* SELECTED PASSAGE
┌──

Due to the COVID-19 outbreak, the KSEL team have been quarantined and are working from their home offices, resulting in no travel time and more time available to work on the carriage.
So, instead of chilling on the sun loungers in the garden, armed with endless food and drink (like most people), the Pulborough team took to utilising the extra time by putting on the overalls and plunging back into the carriage restoration.
Although the carriage looks great so far (see previous blog posts for reference) there are a couple of missing details that, once finished, will bring the carriage back to life. With the time we have during this pandemic, we look to complete a series of different projects to finish the railway carriage, so stay tuned for updates on our ongoing projects!
In its current state, the carriage is missing a number of bespoke copper components which would have been included in the original design. These are namely a set of “catches”, loop-shaped internal handles and T-shaped external handles. Fortunately, the carriage already contained one of each of these components from which new parts could be reverse engineered. For this purpose, we have chosen to collaborate with an engineering design duo from Nottingham who go under the title of ‘Tall & Small Designs’.
Our first project is to reverse engineer the copper ‘catches’ which would originally have been used to hold the leather strap, which held open the railway carriage windows. In 1875, the small catch device was screwed into the door frame of the carriage, as shown in Figure 1. An accompanying leather strap with punched holes provided the support for the window. The catch would have fitted through the punched holes in the leather strap and the window could be lowered.

└──

Pick up the post on restoring the railway carriage after its last sentence and continue it. The material has no connection to the carriage restoration post.

* EXTRACTED DATA
┌──

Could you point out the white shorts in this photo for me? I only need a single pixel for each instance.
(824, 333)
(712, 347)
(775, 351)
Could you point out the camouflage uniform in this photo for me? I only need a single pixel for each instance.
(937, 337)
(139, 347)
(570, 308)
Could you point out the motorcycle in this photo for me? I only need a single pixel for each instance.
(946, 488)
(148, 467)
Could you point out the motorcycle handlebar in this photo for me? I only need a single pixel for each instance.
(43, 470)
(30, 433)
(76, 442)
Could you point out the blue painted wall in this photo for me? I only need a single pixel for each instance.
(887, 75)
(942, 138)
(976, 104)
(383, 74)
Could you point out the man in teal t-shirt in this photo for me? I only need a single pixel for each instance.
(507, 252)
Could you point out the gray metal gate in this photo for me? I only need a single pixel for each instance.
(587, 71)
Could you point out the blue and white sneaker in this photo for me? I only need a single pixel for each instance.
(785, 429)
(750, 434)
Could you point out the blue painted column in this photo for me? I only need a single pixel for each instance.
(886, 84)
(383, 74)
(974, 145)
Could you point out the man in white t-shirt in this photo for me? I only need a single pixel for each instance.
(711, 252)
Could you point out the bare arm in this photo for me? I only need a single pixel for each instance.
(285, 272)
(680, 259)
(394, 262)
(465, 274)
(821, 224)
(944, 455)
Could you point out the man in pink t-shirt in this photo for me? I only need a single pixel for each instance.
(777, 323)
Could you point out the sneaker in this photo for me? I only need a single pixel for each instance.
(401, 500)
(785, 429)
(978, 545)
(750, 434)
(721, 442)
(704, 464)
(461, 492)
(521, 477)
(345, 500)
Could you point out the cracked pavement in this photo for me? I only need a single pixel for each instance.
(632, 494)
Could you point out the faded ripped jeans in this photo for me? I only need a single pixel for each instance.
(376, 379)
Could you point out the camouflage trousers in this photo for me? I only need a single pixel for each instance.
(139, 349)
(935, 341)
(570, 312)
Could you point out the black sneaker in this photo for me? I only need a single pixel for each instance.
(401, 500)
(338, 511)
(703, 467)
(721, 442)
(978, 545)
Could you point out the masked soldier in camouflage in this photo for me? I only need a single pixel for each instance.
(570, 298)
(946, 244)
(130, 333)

└──

* RESULT
Traditionally these catches would have been made by a skilled engineer who would have turned a copper bar to size before being screwed into the door frame of the carriage. Due to the fact that copper oxidizes rapidly, thus degrading over time, it is extremely rare to own one of these ‘catches’ – especially in as good of a condition as ours. However, the carriage requires 10 catches and we only had 1 original.
Turning a copper bar not only requires a lot of skill and access to a lathe, but working in copper is extremely expensive – especially if you get it wrong! Instead, we opted to employ modern techniques to re-create the copper catches. Using a home-built 3D printer (yes, home built) and a material comprising of a renewable plastic (Poly(lactic acid) or PLA) filled with ~80% fine copper particles, we were able to 3D print replicas – which was much harder than it sounds (trust me).
When selecting the printing material we had 3 choices:
- print from conventional PLA and then paint the components using sprayable paint
- print directly using a copper-coloured PLA
- print using copper filled PLA then sand and polish the parts
In the end we went with option 3, as the copper powder provides some real physical properties of copper metal whilst being more authentic in appearance and weight. It also gave the ability to polish components to a high level of shine, the copper particles also undergo oxidation and hence, a patina effect can be created. This latter feature is not of importance for this project in particular as the catches remain dry and un-weathered inside the carriage, however will come in handy in future work for the exterior handles… so watch this space!
Before we could go about printing the catches, we first had to reverse engineer the design from the one remaining original copper ‘catch’. Using a ruler and a collection of photographs we were able to replicate them as a 3D model in CAE software. The model file was then exported to an open-source 3D printing software called ‘Repetier Host’ where it was converted into G-Code… which is a fancy way of saying 3D printer language.
A number of prototype iterations, as shown in Figure 3, were created from unfilled PLA until we had the perfect dimensions before moving onto the copper-filled PLA. Following a few failed attempts, we eventually got the print parameters and temperatures just right, then it was time to print the final product.
The image below shows the raw 3D printed pieces. As you can see, these are by no means ready to put on display! The 3D printed layers are visible, there are some rough edges and the dull, matte, clay-like finish is not ideal. In order to make these raw pieces carriage-worthy, we needed to sand and polish the them.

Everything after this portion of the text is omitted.